:: Given information

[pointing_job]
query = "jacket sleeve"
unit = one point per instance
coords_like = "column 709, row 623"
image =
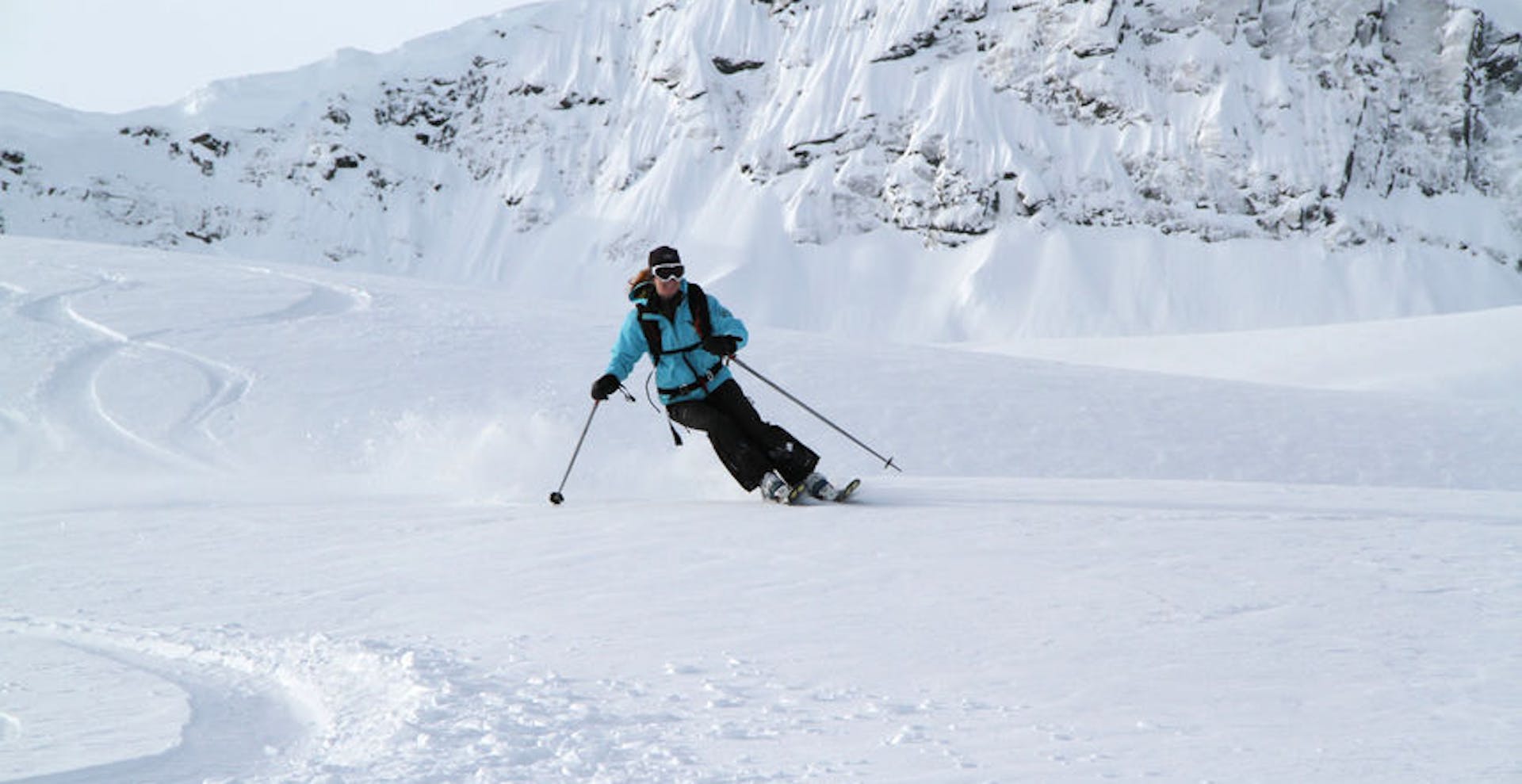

::::

◆ **Instructions for the task**: Format the lines above as a numbered list, skipping blank lines and omitting the picture.

◆ **The completed task**:
1. [pointing_job]
2. query = "jacket sleeve"
3. unit = one point per instance
4. coords_like = "column 709, row 623"
5. image =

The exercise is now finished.